* **GIVEN REQUEST**
Determine how many of the lines below contain the word "flowers", and state only that number.

* **EXTRACTED INFORMATION**
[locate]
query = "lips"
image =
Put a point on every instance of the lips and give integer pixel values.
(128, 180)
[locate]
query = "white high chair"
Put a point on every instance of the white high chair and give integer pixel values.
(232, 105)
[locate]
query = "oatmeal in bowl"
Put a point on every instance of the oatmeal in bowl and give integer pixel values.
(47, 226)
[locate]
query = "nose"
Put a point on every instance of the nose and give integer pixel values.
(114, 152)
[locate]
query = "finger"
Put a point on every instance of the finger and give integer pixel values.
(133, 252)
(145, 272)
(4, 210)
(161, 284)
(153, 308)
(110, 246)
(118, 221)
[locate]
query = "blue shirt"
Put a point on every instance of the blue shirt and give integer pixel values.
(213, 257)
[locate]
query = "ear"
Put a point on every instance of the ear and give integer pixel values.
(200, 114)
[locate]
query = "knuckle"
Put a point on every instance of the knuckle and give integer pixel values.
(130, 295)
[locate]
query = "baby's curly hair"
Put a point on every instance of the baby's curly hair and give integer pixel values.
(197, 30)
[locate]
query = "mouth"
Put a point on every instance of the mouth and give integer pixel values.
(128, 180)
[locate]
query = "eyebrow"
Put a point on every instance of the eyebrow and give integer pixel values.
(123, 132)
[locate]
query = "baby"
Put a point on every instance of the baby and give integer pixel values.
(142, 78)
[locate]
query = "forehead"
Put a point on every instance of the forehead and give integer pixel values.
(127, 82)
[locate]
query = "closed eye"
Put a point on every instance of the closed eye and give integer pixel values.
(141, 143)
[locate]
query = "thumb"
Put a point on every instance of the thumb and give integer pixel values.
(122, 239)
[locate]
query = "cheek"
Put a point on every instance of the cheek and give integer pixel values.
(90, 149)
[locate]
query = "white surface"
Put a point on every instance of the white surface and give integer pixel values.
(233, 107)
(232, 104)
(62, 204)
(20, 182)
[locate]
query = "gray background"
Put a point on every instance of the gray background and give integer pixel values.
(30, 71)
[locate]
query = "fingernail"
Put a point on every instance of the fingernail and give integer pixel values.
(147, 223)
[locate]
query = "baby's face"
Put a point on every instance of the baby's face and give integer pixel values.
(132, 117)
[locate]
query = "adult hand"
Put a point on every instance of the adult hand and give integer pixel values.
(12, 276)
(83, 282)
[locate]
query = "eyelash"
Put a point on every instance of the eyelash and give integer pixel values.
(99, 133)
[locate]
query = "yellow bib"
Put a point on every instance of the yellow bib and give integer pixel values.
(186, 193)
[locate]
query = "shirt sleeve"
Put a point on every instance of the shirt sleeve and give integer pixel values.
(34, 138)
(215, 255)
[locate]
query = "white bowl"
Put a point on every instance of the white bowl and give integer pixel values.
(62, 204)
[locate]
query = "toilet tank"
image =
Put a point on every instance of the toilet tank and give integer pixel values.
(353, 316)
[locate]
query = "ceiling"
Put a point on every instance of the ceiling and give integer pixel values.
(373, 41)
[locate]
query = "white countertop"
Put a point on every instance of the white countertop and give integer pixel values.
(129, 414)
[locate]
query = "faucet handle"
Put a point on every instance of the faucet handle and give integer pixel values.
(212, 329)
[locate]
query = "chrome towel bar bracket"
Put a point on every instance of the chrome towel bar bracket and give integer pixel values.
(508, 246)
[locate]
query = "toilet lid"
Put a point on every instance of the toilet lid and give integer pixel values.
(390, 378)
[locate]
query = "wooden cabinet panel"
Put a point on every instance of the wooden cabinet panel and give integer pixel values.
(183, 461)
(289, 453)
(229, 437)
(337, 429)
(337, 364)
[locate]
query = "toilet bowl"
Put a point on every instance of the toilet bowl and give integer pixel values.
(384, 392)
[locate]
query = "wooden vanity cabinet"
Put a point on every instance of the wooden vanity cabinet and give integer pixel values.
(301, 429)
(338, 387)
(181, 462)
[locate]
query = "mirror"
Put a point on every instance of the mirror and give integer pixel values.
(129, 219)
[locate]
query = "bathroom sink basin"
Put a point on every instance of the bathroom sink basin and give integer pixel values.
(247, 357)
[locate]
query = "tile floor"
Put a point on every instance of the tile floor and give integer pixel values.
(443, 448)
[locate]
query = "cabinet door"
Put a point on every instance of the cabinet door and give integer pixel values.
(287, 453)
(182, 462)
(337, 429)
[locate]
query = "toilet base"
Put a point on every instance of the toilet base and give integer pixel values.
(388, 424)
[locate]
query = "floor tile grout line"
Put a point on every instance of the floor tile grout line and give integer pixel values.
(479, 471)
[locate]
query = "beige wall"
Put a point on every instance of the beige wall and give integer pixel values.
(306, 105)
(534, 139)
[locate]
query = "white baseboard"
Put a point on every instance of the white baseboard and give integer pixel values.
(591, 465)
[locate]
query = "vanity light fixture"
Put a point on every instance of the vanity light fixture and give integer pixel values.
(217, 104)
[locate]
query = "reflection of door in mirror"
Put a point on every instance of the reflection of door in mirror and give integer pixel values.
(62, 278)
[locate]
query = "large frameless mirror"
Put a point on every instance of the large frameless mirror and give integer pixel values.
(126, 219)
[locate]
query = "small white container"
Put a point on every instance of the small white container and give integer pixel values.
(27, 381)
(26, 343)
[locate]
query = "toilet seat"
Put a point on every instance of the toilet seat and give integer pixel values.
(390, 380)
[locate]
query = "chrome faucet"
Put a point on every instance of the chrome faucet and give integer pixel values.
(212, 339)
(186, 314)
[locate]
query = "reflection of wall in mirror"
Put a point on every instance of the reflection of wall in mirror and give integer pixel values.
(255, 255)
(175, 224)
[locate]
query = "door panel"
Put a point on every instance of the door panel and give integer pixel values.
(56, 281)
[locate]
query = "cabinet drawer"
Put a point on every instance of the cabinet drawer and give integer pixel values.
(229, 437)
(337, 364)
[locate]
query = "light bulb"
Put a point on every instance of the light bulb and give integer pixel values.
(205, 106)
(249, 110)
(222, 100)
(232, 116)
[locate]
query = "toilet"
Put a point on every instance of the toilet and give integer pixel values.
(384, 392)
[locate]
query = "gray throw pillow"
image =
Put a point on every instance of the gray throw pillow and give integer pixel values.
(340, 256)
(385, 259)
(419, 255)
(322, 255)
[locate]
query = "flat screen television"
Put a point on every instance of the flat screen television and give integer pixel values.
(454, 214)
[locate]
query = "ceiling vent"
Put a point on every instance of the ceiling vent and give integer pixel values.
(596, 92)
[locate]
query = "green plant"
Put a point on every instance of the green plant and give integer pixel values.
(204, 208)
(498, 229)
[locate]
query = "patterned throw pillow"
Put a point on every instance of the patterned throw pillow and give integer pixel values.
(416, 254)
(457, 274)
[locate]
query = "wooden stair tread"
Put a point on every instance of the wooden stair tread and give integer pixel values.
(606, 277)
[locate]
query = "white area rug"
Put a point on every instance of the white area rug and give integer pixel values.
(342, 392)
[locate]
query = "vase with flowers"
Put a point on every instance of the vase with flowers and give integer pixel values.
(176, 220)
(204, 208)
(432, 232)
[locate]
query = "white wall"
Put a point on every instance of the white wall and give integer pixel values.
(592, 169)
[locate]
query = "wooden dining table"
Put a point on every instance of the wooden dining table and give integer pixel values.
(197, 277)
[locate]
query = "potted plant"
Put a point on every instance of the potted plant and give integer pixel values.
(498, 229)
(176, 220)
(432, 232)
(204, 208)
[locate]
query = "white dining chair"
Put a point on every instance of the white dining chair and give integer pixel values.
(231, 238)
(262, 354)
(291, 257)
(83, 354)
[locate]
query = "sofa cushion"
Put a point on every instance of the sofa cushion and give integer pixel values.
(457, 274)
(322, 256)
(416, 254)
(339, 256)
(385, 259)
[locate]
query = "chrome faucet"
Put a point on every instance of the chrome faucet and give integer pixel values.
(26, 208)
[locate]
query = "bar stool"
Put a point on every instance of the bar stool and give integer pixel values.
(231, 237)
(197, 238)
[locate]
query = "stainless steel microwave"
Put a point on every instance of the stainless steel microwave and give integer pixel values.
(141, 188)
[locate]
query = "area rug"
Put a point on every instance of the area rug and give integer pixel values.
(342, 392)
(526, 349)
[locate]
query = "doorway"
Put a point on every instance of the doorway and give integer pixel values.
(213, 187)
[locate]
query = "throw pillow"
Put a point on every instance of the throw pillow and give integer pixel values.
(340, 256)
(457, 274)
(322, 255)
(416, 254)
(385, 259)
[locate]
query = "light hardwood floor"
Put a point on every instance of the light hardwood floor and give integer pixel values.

* **RESULT**
2